# Input records start
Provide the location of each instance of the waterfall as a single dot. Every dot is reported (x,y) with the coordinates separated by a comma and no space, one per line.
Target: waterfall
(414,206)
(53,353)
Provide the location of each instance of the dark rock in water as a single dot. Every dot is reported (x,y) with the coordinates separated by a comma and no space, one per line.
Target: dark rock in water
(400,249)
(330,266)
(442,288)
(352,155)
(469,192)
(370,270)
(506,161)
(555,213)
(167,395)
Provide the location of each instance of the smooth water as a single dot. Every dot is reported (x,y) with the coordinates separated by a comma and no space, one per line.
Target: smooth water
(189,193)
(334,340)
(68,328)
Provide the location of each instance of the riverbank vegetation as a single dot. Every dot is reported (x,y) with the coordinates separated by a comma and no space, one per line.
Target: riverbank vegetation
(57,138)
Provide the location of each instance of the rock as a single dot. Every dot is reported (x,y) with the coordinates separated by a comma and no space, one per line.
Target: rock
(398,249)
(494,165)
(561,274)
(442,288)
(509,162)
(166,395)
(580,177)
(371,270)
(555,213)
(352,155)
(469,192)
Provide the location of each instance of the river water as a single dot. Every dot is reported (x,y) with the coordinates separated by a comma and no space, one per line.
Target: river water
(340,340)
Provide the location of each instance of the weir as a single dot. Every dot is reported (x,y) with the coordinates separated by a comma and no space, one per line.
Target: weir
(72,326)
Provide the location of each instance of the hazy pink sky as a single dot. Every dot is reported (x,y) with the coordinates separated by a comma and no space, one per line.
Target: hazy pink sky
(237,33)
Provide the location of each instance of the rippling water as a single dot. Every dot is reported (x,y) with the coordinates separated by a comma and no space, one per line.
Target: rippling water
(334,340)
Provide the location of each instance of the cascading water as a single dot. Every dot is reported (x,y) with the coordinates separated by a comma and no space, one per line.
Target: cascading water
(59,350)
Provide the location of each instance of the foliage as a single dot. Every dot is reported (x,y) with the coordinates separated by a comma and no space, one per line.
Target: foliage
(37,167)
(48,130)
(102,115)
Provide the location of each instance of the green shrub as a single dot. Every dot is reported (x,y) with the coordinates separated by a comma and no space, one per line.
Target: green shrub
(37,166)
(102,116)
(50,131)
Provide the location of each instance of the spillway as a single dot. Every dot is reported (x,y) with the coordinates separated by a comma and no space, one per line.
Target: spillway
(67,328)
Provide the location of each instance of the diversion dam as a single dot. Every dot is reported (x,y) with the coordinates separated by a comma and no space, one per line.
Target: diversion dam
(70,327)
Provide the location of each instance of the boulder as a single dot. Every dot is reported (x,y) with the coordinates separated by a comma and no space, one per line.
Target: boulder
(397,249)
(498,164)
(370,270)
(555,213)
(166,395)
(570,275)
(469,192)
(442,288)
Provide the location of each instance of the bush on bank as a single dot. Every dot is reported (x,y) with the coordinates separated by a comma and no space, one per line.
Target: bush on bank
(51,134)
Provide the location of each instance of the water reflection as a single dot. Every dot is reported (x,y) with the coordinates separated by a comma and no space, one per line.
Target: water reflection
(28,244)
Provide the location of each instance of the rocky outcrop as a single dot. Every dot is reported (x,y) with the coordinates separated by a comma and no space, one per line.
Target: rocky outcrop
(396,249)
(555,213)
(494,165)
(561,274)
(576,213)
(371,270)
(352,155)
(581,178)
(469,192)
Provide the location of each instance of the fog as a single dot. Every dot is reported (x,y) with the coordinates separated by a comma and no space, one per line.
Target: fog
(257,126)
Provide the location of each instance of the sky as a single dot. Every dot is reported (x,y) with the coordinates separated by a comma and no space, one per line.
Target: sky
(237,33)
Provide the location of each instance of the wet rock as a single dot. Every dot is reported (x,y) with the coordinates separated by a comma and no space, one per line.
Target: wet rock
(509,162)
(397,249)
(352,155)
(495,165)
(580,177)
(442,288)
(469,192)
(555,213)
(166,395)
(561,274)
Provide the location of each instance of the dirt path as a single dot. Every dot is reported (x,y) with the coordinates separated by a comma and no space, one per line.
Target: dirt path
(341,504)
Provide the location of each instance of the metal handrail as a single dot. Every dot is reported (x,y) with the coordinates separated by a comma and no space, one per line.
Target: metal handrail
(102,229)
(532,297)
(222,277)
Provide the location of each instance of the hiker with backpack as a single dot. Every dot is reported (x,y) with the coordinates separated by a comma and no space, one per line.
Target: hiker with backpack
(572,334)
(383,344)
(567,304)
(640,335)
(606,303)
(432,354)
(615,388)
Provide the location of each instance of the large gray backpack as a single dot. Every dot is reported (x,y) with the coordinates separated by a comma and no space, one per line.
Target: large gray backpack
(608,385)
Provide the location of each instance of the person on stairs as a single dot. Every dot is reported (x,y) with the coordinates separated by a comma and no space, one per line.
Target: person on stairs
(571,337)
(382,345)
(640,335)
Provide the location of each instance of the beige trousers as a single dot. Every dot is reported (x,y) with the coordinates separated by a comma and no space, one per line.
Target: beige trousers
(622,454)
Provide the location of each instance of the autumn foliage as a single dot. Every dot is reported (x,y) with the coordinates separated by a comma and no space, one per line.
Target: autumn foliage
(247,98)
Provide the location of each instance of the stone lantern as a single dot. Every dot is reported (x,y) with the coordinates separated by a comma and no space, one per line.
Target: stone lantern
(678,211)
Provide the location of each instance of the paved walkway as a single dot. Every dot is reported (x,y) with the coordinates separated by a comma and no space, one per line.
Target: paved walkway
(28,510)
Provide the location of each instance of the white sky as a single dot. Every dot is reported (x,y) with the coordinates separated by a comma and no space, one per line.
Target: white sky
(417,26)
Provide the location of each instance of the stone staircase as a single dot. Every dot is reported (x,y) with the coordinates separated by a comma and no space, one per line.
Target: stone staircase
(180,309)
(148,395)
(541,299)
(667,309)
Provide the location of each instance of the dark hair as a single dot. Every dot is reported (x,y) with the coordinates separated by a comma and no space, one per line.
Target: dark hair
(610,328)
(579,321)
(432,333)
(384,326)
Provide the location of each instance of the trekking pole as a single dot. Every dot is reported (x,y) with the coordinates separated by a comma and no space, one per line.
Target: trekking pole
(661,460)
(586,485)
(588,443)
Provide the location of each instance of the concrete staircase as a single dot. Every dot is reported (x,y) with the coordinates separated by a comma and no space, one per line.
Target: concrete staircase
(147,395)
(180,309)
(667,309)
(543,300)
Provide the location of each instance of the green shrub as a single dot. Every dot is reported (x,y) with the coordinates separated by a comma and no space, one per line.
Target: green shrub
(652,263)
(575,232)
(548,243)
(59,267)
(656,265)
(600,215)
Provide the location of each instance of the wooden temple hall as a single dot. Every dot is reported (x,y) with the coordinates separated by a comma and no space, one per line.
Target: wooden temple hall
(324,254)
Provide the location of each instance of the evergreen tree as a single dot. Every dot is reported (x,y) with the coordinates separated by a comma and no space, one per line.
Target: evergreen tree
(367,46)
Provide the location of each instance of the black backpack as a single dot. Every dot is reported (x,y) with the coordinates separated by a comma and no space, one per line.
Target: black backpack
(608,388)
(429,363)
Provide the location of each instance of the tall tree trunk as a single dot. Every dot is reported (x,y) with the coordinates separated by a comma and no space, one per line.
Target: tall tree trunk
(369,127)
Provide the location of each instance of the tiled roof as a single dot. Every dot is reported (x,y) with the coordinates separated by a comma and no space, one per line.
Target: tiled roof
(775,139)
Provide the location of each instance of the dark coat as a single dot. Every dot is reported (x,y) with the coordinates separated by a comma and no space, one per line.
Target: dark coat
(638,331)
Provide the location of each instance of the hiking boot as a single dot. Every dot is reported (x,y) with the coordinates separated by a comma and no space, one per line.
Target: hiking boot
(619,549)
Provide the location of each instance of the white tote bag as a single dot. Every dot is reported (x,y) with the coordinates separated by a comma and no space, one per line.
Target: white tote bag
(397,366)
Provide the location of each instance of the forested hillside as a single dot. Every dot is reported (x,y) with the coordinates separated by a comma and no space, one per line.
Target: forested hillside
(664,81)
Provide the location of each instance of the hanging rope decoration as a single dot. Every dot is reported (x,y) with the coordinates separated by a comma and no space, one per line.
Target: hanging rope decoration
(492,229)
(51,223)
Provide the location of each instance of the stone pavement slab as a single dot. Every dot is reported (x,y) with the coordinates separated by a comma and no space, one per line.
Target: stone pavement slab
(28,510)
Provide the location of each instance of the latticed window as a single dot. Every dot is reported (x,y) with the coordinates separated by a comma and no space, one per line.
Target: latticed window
# Input records end
**Work required**
Repeat word for word the part that opens with the line containing "Provide the location of each instance of the stone pavement" and runs through the last line of the rows above, including both of those lines.

**Task response**
Provide the location of each instance of the stone pavement slab as a single dot. Every dot is reported (x,y) with the coordinates separated by a comma and no space, one per line.
Target: stone pavement slab
(28,510)
Provide the location of each instance of the latticed window as a single dot. Every dot is reported (x,y) with the coordinates separated by a comma and no space, one per line.
Target: latticed window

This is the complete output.